The request: How many lines in the entries below contain the word "mirror"? Case matters. Reply with the number only.
::: Data provided
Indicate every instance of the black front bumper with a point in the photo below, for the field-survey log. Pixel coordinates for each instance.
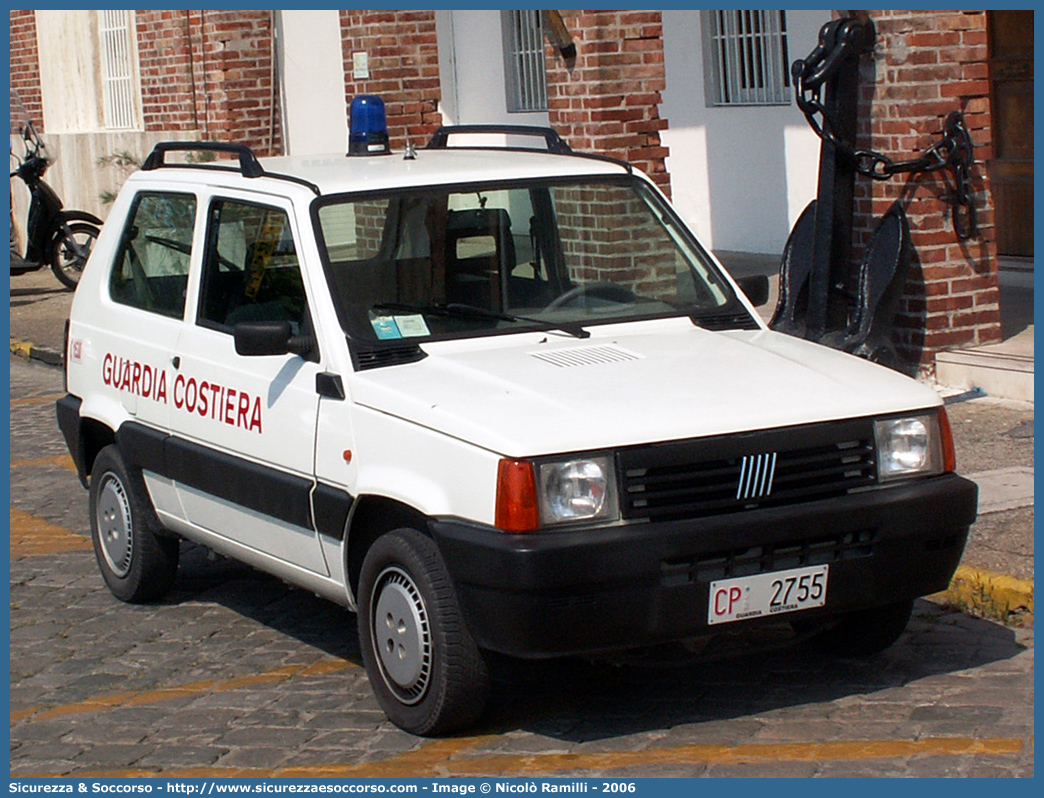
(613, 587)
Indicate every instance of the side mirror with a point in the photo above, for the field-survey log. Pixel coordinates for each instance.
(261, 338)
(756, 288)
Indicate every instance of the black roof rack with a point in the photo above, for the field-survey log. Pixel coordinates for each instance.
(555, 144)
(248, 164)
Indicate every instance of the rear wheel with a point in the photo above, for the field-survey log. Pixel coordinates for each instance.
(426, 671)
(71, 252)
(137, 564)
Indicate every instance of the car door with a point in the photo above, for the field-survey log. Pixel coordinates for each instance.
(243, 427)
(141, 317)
::::::
::: Data provided
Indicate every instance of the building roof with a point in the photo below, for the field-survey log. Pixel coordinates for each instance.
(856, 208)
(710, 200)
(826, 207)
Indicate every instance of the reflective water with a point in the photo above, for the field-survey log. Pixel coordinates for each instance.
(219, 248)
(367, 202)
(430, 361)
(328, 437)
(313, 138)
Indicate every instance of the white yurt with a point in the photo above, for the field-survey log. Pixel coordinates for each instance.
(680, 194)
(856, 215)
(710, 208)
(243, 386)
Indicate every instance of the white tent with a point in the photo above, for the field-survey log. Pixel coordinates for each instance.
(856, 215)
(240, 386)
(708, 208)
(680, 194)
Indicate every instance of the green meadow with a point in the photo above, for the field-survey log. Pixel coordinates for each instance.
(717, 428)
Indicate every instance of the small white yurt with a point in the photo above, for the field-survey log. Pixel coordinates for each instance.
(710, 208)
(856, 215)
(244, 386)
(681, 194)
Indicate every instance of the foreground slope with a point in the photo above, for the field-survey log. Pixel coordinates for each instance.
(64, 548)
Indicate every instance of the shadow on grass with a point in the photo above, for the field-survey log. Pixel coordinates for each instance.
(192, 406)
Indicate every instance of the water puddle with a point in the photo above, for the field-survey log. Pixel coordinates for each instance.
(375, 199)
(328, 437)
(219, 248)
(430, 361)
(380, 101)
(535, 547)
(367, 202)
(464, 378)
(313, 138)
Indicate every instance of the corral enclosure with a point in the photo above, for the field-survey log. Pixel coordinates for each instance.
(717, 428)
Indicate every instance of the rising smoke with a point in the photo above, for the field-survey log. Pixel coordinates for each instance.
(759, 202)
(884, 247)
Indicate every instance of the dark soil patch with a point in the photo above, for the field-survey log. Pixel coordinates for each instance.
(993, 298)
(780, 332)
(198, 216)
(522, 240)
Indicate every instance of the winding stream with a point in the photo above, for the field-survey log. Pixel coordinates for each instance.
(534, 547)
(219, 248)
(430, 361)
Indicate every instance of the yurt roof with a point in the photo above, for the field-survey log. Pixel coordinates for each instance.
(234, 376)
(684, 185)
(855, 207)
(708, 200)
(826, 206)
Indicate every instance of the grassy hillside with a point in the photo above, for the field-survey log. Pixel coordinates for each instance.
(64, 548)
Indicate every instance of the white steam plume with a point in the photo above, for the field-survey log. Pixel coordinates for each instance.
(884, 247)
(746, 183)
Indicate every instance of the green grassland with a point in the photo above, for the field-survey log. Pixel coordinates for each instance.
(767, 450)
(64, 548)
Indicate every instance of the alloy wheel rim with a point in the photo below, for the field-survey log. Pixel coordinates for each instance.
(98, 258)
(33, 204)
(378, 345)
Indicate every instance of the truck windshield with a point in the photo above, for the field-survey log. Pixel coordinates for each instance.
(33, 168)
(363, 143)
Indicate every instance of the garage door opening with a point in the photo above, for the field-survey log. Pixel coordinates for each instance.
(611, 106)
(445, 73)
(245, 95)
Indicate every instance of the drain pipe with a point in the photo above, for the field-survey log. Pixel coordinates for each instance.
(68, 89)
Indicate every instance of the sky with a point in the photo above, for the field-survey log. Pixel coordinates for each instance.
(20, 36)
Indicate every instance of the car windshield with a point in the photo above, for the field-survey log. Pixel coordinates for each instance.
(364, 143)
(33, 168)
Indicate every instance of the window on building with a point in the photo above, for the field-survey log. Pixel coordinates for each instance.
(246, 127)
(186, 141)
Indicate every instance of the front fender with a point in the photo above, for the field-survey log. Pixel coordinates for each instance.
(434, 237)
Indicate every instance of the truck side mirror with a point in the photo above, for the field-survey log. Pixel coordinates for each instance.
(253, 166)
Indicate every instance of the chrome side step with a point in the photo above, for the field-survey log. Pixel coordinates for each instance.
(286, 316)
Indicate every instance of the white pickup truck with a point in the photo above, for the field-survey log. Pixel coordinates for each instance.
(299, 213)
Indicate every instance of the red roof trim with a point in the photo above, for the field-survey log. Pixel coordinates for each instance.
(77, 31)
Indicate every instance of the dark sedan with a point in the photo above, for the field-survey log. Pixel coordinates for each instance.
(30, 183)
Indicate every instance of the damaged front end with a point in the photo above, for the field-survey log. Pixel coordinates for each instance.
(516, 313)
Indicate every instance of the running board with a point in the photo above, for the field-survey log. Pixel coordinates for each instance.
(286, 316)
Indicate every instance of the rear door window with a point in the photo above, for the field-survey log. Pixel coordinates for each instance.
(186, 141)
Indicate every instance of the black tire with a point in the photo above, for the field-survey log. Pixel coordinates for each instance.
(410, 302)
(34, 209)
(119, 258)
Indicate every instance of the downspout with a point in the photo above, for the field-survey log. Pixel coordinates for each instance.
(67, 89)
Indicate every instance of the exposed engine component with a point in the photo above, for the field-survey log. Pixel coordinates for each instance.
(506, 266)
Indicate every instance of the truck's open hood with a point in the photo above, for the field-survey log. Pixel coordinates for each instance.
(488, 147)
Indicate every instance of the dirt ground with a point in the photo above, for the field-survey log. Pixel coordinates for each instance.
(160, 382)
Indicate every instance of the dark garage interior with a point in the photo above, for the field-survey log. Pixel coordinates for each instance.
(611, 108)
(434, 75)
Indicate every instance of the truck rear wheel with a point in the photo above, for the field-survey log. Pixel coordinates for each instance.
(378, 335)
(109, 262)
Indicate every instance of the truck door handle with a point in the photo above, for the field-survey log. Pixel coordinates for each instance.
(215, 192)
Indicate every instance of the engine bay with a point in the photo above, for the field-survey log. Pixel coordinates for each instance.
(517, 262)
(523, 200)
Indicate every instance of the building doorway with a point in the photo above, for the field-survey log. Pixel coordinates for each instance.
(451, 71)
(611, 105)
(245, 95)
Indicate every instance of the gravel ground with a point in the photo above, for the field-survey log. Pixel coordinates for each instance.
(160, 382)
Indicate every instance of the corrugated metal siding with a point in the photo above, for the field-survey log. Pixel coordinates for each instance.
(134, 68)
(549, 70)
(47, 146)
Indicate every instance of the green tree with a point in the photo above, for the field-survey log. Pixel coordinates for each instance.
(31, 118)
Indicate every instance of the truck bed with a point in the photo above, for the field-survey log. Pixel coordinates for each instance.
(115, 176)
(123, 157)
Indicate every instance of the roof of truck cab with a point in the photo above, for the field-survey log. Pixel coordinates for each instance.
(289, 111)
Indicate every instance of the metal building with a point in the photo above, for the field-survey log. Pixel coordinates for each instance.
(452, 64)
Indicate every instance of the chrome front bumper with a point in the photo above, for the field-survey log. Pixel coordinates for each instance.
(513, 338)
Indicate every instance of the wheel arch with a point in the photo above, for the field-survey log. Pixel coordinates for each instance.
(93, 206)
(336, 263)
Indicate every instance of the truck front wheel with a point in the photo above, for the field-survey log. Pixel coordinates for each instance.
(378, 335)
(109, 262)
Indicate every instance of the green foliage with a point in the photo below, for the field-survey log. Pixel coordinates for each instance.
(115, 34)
::::::
::: Data provided
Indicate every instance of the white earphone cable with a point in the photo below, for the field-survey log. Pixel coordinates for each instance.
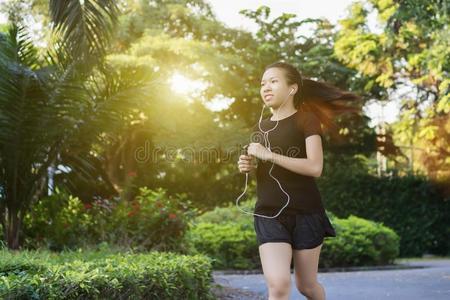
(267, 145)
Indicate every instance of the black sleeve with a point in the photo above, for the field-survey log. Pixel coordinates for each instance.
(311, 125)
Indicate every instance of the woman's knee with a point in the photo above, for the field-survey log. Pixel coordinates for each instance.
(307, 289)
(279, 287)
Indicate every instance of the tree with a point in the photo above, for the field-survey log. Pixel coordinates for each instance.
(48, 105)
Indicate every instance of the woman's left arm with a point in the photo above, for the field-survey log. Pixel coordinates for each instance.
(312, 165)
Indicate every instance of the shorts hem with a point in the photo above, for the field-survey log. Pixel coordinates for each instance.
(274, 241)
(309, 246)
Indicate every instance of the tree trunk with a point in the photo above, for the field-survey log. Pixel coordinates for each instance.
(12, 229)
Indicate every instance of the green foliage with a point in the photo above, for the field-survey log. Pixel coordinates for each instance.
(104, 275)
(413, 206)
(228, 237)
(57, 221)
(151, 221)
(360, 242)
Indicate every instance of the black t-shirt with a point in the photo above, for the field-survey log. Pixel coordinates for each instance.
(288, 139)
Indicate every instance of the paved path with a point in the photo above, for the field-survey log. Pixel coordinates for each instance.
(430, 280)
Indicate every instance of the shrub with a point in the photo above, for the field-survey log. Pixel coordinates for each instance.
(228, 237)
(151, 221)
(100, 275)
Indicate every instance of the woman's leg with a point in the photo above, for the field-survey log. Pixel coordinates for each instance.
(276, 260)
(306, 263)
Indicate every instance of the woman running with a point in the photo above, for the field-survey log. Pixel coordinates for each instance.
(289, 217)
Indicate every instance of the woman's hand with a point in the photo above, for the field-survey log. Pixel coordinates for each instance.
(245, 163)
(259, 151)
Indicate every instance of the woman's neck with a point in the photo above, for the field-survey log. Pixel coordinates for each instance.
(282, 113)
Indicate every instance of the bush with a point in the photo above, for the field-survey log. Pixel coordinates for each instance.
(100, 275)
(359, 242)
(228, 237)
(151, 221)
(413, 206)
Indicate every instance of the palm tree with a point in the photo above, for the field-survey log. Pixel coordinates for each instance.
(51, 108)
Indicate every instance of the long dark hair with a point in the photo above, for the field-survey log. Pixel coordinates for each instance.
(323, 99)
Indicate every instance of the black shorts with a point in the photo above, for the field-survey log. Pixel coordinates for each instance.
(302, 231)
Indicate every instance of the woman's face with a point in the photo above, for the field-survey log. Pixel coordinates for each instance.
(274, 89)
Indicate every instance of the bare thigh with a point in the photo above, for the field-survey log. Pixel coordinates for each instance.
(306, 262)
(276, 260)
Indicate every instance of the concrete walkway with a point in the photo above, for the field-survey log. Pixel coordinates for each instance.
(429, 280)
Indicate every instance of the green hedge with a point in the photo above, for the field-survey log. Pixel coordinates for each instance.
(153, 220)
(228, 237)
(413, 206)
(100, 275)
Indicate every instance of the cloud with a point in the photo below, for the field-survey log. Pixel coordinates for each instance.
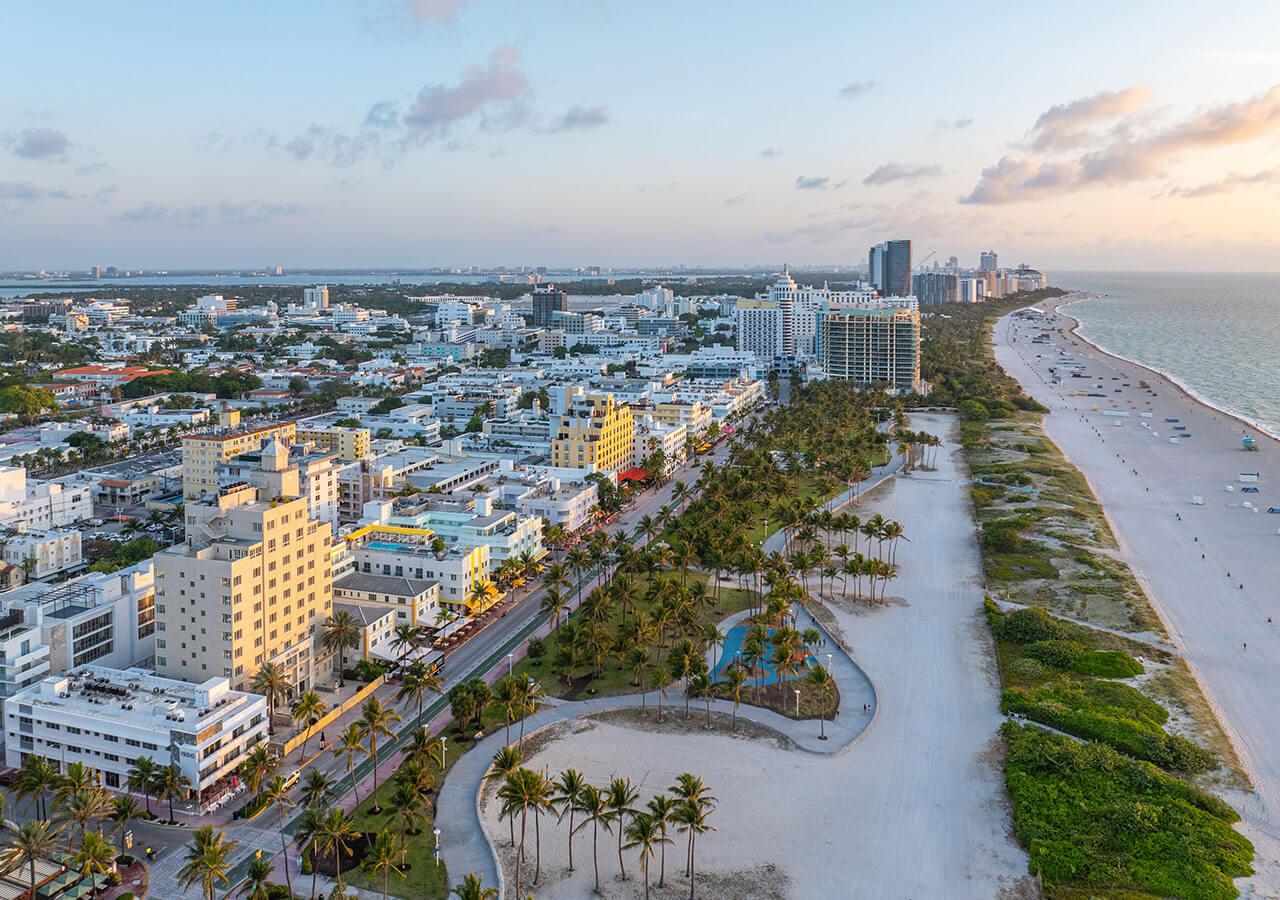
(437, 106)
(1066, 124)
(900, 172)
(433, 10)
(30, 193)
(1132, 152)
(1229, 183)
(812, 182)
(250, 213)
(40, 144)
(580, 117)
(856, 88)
::::::
Result of the exercise: 2